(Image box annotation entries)

■ ■ ■ ■

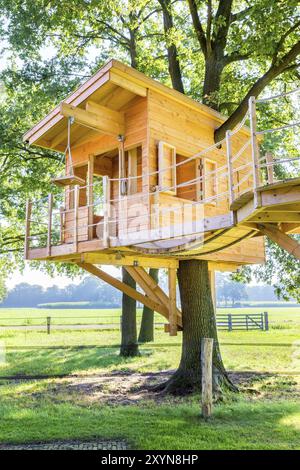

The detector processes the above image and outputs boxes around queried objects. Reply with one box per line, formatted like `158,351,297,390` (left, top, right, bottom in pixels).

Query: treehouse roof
23,59,250,151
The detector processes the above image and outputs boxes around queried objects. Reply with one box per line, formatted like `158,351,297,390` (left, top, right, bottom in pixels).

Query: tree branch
215,41,300,142
188,0,207,57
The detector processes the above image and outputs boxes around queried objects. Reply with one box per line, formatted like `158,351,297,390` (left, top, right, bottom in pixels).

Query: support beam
77,263,169,319
60,102,125,137
257,224,300,260
168,268,177,336
81,252,178,268
249,211,300,224
208,271,217,314
125,266,182,328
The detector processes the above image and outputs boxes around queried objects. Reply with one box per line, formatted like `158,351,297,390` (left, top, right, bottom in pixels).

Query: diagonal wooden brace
77,262,169,319
125,266,182,336
257,224,300,260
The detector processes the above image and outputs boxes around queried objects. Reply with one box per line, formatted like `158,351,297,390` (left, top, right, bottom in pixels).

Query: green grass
0,308,300,450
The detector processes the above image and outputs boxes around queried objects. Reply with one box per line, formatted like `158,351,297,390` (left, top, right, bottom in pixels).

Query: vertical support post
266,152,274,184
169,268,177,336
228,313,232,331
24,200,32,259
153,186,160,236
249,96,260,208
226,131,234,207
103,176,110,246
73,185,79,253
264,312,269,331
201,338,214,420
47,317,51,335
87,155,94,240
127,147,137,194
59,207,65,243
208,271,217,315
119,135,127,196
47,193,53,256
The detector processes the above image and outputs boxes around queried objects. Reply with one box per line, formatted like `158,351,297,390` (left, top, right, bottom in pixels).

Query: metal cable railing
27,89,300,251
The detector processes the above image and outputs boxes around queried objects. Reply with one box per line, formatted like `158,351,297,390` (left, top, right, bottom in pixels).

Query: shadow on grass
0,347,151,377
0,400,300,450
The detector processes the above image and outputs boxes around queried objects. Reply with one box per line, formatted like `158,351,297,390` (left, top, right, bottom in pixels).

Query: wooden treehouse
24,60,300,334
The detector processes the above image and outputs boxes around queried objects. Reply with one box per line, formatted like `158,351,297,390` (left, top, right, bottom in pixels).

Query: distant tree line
0,277,121,308
0,273,277,308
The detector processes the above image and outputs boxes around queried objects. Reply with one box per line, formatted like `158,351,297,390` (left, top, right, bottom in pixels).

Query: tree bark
159,0,184,93
203,52,225,111
120,268,139,357
159,260,236,395
139,268,159,343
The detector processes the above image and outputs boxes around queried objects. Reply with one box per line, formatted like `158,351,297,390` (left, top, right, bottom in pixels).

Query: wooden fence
216,312,269,331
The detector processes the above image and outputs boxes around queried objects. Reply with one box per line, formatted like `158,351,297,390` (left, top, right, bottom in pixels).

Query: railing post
87,155,94,240
47,194,53,256
24,200,32,259
266,152,274,184
103,176,110,246
249,96,260,207
201,338,214,420
73,185,79,253
59,207,65,243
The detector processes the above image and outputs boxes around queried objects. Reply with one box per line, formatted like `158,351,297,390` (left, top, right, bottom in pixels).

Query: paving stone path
0,440,128,450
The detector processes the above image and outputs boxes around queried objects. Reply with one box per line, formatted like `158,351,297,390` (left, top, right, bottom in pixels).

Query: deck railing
25,89,300,258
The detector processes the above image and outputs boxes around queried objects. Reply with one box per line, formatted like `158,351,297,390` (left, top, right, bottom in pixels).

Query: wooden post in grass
201,338,214,419
47,317,51,335
264,312,269,331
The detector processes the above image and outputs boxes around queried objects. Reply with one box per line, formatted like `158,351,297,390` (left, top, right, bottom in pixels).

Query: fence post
249,96,259,208
228,313,232,331
47,317,51,335
264,312,269,331
201,338,214,420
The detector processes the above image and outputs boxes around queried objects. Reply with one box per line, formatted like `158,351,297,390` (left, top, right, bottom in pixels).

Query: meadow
0,307,300,450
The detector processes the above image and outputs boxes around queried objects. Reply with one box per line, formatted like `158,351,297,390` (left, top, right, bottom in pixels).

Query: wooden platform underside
29,179,300,264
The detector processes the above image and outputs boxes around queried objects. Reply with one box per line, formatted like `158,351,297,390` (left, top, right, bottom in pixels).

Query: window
203,158,217,203
158,141,176,195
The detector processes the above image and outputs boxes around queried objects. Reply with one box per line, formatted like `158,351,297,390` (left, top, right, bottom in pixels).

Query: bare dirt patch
24,370,300,406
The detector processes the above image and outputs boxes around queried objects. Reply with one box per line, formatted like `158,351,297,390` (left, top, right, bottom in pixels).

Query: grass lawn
0,308,300,450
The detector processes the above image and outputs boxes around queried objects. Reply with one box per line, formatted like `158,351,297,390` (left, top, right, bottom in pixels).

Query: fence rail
217,312,269,331
0,312,269,334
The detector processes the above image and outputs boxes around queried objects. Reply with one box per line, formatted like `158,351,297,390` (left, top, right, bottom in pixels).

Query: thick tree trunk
120,268,139,357
203,53,224,111
159,0,184,93
139,268,159,343
160,260,235,394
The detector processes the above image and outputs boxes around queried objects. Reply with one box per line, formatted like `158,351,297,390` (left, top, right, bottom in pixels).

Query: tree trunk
139,268,159,343
120,268,139,357
160,260,235,394
159,0,184,93
203,52,224,111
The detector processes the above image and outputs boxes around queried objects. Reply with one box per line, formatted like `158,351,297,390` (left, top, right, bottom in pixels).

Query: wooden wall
148,90,252,216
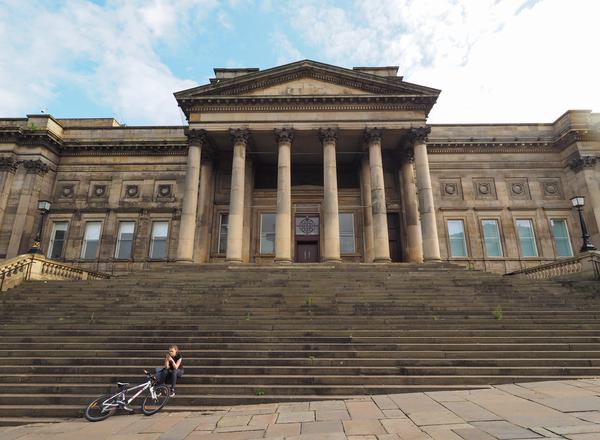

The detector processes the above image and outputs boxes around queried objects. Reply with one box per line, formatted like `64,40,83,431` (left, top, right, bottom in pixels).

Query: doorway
295,214,320,263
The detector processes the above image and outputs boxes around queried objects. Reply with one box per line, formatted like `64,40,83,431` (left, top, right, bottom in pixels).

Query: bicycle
85,370,170,422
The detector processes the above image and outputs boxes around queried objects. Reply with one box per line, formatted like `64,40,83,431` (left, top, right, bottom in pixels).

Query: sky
0,0,600,125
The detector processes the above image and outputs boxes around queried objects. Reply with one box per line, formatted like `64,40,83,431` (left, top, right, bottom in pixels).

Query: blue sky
0,0,600,125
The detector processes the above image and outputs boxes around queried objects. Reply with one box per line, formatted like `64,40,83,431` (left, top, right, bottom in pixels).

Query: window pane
81,222,101,260
550,219,573,257
481,220,502,257
517,219,537,257
150,222,169,258
339,212,355,254
260,214,276,254
48,222,68,258
448,220,467,257
115,222,135,259
218,214,229,254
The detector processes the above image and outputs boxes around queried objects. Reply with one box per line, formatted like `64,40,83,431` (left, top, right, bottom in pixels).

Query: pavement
0,379,600,440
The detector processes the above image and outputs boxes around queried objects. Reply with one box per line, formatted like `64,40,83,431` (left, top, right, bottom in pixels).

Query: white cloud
292,0,600,123
0,0,215,124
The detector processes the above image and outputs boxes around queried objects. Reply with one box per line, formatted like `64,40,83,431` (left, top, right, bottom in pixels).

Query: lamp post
29,200,51,254
571,196,596,252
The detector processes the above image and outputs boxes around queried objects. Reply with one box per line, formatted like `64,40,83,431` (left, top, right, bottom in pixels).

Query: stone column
360,157,373,263
275,128,294,264
319,128,341,261
365,128,392,263
0,156,19,228
225,128,250,263
6,159,50,258
410,127,441,262
177,130,207,263
195,145,216,263
400,153,423,263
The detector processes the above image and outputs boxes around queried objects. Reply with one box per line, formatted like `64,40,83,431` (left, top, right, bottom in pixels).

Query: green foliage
492,304,502,321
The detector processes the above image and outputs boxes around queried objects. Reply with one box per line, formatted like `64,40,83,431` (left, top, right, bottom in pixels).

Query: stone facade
0,61,600,272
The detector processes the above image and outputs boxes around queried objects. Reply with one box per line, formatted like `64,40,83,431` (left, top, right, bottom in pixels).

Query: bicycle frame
102,380,156,411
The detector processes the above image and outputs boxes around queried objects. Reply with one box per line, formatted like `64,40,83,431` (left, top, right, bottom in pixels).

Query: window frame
338,211,356,255
445,217,471,260
479,217,505,259
114,219,137,261
148,222,171,261
515,217,540,259
258,212,277,255
79,219,104,261
548,216,575,258
46,219,70,260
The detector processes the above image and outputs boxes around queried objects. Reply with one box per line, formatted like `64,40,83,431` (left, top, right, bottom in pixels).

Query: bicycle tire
85,394,117,422
142,385,170,416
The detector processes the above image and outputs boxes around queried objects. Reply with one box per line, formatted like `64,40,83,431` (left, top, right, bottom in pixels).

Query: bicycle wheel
142,385,169,416
85,394,117,422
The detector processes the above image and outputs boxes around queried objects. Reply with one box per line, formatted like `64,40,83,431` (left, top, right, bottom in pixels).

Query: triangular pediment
175,60,439,100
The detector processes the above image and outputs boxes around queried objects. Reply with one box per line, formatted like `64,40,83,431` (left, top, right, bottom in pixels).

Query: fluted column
400,148,423,263
319,128,340,261
410,127,441,262
275,128,294,263
360,157,373,263
365,128,391,263
226,128,250,263
177,130,207,262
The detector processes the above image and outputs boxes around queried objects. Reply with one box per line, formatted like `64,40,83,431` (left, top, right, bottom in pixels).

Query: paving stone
265,423,300,437
371,395,398,410
443,402,501,422
471,421,542,440
381,419,431,440
277,411,315,423
382,409,406,419
309,400,346,411
342,419,389,435
315,409,350,422
217,415,252,427
300,420,344,434
346,400,385,420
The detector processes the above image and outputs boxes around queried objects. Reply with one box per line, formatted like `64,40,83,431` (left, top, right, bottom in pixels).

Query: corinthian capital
319,128,337,143
363,127,383,144
408,127,431,144
275,128,294,144
185,128,208,147
229,128,250,146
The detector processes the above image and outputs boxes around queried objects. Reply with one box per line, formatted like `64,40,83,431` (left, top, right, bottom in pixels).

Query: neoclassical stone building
0,60,600,272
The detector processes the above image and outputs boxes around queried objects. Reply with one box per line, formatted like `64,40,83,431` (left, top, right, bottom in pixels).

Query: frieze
274,128,294,144
0,156,20,174
23,159,50,176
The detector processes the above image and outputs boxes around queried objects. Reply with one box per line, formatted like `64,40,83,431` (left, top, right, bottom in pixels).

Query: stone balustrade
0,254,110,292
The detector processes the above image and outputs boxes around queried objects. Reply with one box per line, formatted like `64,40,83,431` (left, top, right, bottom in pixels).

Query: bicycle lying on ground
85,370,170,422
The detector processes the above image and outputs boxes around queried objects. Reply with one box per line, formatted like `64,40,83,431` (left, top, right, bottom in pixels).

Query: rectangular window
150,222,169,259
517,219,537,257
217,214,229,254
550,218,573,257
481,219,502,257
448,220,467,257
260,214,275,254
48,222,69,259
339,212,355,254
81,222,102,260
115,222,135,260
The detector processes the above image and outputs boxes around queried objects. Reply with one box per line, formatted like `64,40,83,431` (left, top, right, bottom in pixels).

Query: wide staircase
0,264,600,424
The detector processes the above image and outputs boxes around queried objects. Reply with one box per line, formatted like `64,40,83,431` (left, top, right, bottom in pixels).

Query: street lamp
571,196,596,252
29,200,51,254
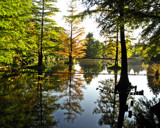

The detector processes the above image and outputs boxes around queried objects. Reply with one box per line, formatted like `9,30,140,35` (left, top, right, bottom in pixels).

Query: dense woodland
0,0,160,65
0,0,160,128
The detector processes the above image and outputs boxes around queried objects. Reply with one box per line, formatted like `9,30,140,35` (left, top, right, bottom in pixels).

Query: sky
54,0,141,43
54,0,105,41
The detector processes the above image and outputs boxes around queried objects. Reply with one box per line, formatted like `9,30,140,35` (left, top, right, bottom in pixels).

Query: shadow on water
0,65,59,128
0,60,160,128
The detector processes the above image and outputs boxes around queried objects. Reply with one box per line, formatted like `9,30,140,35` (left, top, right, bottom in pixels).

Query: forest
0,0,160,128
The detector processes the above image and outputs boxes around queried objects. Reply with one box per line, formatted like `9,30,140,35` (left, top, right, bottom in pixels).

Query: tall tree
84,33,103,58
0,0,32,64
32,0,59,65
63,1,86,63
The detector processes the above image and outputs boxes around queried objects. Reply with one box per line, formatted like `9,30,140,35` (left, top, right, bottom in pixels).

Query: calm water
0,59,160,128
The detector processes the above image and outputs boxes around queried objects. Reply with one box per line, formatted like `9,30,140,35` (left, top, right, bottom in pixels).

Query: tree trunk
38,0,44,66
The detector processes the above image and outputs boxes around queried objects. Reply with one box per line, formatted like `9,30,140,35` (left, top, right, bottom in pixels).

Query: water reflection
0,60,160,128
134,98,160,128
0,67,59,128
54,65,85,123
147,64,160,96
79,59,105,84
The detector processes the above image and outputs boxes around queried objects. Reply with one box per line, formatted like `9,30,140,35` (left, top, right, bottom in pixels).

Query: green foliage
84,33,103,58
0,0,32,63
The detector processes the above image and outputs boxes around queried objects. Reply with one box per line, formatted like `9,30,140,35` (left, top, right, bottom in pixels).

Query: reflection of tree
93,79,119,128
53,65,85,122
0,68,58,128
134,98,160,128
79,59,104,84
147,64,160,95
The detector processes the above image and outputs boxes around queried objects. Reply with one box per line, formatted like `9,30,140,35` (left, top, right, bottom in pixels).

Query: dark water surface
0,59,160,128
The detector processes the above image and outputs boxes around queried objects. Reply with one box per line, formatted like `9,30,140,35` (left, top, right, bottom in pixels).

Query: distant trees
0,0,32,64
84,33,103,58
57,2,86,63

■ ■ ■ ■

WHAT YOU ARE ASKED TO DO:
How many lines in the entries above contain the string "frame"? Give only the number.

SOLVED EXERCISE:
2